■ **Activity**
Only an exact copy of the records below will serve as the answer.

■ **Record excerpts**
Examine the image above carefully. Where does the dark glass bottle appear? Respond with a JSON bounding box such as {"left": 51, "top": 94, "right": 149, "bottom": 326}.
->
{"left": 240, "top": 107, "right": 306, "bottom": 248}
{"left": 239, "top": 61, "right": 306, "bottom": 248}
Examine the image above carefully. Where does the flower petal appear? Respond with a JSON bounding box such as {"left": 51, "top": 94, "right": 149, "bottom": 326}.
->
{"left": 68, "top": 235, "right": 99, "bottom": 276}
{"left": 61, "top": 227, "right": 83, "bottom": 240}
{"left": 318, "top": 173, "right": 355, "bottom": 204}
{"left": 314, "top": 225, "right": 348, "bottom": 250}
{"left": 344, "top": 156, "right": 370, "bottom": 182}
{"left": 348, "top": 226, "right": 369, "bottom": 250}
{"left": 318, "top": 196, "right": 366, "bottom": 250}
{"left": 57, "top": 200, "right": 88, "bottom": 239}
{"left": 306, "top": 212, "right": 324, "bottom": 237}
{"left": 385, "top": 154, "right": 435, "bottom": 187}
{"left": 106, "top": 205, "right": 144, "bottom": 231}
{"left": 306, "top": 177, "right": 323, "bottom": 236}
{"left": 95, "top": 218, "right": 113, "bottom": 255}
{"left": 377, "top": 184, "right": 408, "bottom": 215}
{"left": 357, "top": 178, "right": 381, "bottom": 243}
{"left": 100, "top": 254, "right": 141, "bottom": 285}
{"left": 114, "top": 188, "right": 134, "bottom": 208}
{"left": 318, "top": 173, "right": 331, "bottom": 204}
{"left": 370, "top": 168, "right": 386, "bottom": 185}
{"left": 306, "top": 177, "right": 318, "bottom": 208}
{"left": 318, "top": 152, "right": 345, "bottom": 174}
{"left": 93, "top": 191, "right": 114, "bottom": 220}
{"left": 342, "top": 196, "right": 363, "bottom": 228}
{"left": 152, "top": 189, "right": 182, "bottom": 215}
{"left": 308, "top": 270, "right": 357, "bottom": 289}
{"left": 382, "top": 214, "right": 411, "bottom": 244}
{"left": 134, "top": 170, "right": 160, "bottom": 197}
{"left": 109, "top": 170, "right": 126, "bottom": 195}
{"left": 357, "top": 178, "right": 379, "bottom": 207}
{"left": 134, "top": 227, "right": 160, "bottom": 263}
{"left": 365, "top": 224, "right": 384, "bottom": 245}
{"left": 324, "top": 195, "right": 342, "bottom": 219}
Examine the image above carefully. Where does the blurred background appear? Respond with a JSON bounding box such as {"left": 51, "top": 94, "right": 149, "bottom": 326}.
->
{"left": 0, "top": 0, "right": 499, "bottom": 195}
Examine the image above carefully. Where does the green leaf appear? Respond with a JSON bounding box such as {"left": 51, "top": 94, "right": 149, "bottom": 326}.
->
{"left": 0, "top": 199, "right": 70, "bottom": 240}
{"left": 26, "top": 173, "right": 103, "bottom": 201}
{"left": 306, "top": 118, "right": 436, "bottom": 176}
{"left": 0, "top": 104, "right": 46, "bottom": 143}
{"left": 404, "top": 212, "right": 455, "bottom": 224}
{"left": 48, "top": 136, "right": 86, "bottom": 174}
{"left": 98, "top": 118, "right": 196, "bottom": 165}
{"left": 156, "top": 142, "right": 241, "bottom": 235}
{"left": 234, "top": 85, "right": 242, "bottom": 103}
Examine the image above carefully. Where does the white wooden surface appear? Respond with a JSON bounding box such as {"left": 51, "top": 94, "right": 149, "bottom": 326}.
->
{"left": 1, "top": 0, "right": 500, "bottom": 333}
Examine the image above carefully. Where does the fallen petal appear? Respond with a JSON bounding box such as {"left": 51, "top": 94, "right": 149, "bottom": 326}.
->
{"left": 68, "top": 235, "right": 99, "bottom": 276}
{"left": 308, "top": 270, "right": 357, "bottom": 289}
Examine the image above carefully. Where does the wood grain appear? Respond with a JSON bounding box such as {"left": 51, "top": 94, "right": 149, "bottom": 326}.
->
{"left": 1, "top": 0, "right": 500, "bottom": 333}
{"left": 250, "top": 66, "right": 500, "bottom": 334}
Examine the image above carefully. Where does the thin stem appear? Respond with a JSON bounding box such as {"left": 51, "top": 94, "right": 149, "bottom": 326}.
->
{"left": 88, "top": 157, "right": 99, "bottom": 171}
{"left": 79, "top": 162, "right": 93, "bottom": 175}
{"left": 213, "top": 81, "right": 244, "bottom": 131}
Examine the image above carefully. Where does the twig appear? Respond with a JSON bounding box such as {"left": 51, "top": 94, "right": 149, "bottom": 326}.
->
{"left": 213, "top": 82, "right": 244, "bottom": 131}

■ **Completed task**
Examine the image above carefully. Where does the dark glass bottle appear? Respond with a JSON bounding box such as {"left": 51, "top": 94, "right": 149, "bottom": 326}.
->
{"left": 240, "top": 107, "right": 306, "bottom": 248}
{"left": 239, "top": 61, "right": 306, "bottom": 248}
Examine the image above carefully. Where does the flower petal appear? Respond with a JSON bounding box such as {"left": 51, "top": 94, "right": 149, "bottom": 326}.
->
{"left": 68, "top": 235, "right": 99, "bottom": 276}
{"left": 61, "top": 227, "right": 83, "bottom": 240}
{"left": 318, "top": 173, "right": 355, "bottom": 204}
{"left": 314, "top": 225, "right": 348, "bottom": 250}
{"left": 344, "top": 156, "right": 370, "bottom": 182}
{"left": 348, "top": 226, "right": 369, "bottom": 250}
{"left": 318, "top": 196, "right": 366, "bottom": 250}
{"left": 57, "top": 200, "right": 88, "bottom": 239}
{"left": 306, "top": 212, "right": 324, "bottom": 237}
{"left": 385, "top": 154, "right": 435, "bottom": 187}
{"left": 106, "top": 205, "right": 144, "bottom": 231}
{"left": 306, "top": 177, "right": 323, "bottom": 236}
{"left": 95, "top": 218, "right": 113, "bottom": 255}
{"left": 377, "top": 184, "right": 408, "bottom": 215}
{"left": 357, "top": 178, "right": 381, "bottom": 243}
{"left": 100, "top": 254, "right": 141, "bottom": 285}
{"left": 114, "top": 188, "right": 134, "bottom": 208}
{"left": 318, "top": 173, "right": 331, "bottom": 204}
{"left": 370, "top": 168, "right": 386, "bottom": 185}
{"left": 306, "top": 177, "right": 318, "bottom": 208}
{"left": 318, "top": 152, "right": 345, "bottom": 174}
{"left": 93, "top": 191, "right": 114, "bottom": 220}
{"left": 342, "top": 196, "right": 363, "bottom": 228}
{"left": 152, "top": 189, "right": 182, "bottom": 215}
{"left": 308, "top": 270, "right": 357, "bottom": 289}
{"left": 382, "top": 214, "right": 411, "bottom": 244}
{"left": 134, "top": 170, "right": 160, "bottom": 197}
{"left": 109, "top": 170, "right": 126, "bottom": 195}
{"left": 357, "top": 178, "right": 379, "bottom": 207}
{"left": 134, "top": 227, "right": 160, "bottom": 263}
{"left": 365, "top": 224, "right": 384, "bottom": 245}
{"left": 324, "top": 195, "right": 342, "bottom": 219}
Examine the image above carefully. Where does the blurred background appear? Respond with a JSON bounding box such as {"left": 51, "top": 94, "right": 149, "bottom": 326}.
->
{"left": 0, "top": 0, "right": 499, "bottom": 195}
Examine the image above carefully. Where does the green leaf appear? Respond with a JSON bounding box such as {"left": 51, "top": 94, "right": 149, "bottom": 326}.
->
{"left": 0, "top": 199, "right": 70, "bottom": 240}
{"left": 26, "top": 173, "right": 103, "bottom": 201}
{"left": 306, "top": 118, "right": 436, "bottom": 176}
{"left": 0, "top": 104, "right": 46, "bottom": 143}
{"left": 404, "top": 212, "right": 455, "bottom": 224}
{"left": 48, "top": 136, "right": 86, "bottom": 174}
{"left": 98, "top": 118, "right": 196, "bottom": 165}
{"left": 156, "top": 142, "right": 241, "bottom": 235}
{"left": 234, "top": 85, "right": 242, "bottom": 103}
Examine the image above carefully. Where does the white wooden surface appear? Respond with a JSON bounding box such as {"left": 51, "top": 94, "right": 149, "bottom": 326}.
->
{"left": 1, "top": 0, "right": 500, "bottom": 333}
Examine the image above carefully. Where does the fallen petal appear? Respond with a JSON bounding box such as {"left": 51, "top": 94, "right": 149, "bottom": 326}.
->
{"left": 68, "top": 235, "right": 99, "bottom": 276}
{"left": 308, "top": 270, "right": 357, "bottom": 289}
Examine the image above carefully. Where does the wood grain appear? Respond with a JSON bounding box such as {"left": 51, "top": 94, "right": 149, "bottom": 326}.
->
{"left": 1, "top": 0, "right": 500, "bottom": 333}
{"left": 250, "top": 66, "right": 500, "bottom": 334}
Examine the image above carefully. Where does the thin stem appear? Respond with a JSON bounding box such as {"left": 51, "top": 94, "right": 149, "bottom": 326}.
->
{"left": 88, "top": 157, "right": 99, "bottom": 171}
{"left": 79, "top": 162, "right": 93, "bottom": 175}
{"left": 213, "top": 81, "right": 244, "bottom": 131}
Examine the image above carefully. Where does the twig appear? Respond with a JSON bounding box such as {"left": 51, "top": 94, "right": 149, "bottom": 326}.
->
{"left": 213, "top": 82, "right": 244, "bottom": 131}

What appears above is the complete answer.